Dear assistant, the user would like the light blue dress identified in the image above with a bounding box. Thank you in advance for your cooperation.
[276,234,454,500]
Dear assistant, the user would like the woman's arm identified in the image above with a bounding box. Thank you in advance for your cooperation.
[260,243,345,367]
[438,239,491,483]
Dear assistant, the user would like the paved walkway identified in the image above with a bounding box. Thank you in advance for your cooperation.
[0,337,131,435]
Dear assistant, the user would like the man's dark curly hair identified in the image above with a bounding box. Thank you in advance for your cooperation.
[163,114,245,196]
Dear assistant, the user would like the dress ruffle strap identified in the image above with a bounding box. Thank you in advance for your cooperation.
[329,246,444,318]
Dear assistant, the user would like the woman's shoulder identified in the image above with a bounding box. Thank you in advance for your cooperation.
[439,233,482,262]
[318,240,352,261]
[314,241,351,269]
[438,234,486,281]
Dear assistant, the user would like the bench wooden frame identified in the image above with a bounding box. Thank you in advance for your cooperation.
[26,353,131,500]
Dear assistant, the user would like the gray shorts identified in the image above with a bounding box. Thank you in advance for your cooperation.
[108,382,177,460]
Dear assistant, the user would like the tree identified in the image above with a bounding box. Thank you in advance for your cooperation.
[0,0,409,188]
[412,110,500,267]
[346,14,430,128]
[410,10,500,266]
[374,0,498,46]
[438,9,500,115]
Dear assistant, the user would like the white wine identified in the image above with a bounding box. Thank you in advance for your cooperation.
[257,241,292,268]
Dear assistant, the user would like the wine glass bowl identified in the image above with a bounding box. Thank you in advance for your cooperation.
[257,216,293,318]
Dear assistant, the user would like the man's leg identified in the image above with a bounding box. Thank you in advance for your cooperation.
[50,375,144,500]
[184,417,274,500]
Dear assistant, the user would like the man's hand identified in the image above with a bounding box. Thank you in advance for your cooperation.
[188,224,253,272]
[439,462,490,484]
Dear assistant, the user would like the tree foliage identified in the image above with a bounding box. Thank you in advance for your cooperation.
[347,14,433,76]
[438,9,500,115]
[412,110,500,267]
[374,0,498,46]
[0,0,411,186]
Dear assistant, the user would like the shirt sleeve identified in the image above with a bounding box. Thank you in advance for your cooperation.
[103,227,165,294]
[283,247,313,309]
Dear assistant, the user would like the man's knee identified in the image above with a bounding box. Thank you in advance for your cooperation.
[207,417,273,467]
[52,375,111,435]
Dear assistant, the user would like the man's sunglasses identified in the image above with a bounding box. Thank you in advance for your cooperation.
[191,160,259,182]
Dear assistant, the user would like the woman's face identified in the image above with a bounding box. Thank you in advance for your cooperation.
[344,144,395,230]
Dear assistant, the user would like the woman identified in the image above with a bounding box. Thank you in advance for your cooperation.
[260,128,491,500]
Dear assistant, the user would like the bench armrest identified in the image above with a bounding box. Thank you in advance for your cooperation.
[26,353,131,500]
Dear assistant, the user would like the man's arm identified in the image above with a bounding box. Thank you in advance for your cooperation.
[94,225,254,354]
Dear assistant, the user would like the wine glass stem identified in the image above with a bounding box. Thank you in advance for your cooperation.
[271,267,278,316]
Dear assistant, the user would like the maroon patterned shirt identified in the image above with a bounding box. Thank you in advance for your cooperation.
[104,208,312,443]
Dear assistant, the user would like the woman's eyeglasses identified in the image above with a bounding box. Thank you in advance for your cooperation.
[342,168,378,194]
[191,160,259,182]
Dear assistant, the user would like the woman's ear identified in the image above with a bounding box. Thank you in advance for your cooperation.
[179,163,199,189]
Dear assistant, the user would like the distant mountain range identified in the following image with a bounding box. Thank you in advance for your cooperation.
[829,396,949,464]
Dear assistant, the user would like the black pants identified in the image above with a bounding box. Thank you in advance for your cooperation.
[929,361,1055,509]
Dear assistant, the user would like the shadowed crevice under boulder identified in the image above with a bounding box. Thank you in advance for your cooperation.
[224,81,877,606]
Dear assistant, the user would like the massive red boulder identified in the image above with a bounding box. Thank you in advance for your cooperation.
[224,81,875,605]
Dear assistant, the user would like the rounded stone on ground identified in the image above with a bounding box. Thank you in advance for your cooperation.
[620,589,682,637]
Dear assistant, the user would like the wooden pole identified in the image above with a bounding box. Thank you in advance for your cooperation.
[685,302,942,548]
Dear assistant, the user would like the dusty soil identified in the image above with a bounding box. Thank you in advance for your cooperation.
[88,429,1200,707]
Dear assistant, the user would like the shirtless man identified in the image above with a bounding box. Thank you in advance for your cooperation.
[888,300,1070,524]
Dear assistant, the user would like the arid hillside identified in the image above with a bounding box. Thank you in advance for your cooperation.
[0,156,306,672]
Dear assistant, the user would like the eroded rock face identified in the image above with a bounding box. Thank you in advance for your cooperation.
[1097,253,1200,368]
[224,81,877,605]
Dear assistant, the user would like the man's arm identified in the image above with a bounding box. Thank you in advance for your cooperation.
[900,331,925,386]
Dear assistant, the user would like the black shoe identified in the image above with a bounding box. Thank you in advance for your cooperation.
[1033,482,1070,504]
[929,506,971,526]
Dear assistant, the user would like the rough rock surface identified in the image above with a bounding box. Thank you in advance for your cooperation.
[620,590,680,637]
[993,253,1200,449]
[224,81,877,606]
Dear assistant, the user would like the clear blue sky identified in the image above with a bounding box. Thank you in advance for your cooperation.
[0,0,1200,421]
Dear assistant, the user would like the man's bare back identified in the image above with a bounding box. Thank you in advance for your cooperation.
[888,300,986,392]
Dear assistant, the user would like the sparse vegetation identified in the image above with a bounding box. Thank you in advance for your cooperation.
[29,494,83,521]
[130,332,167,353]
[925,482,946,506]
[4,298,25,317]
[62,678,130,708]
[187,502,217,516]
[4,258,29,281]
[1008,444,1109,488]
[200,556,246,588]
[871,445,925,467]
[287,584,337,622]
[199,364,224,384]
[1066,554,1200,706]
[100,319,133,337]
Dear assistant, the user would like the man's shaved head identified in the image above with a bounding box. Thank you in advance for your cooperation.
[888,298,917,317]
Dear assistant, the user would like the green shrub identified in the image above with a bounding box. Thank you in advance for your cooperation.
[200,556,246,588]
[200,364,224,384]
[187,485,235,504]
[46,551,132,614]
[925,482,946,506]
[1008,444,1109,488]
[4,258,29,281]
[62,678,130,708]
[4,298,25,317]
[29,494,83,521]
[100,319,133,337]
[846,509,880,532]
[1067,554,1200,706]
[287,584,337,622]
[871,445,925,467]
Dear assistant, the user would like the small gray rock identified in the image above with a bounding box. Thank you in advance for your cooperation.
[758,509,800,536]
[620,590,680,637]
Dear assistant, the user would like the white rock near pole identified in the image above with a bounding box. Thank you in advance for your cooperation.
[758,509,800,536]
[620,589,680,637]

==================================================

> _What is being asked_: Pull out every line from the entries above that contains the word "gray", matching case exactly.

> _Solution for this exercise_:
Dear assistant, the user would like the gray shorts identified in the image above with a bounding box. Thank you in advance for your cooperation.
Dear assistant, the user would like the small gray rock identified in the image above with a bounding box. Thank you in advance for your cooperation.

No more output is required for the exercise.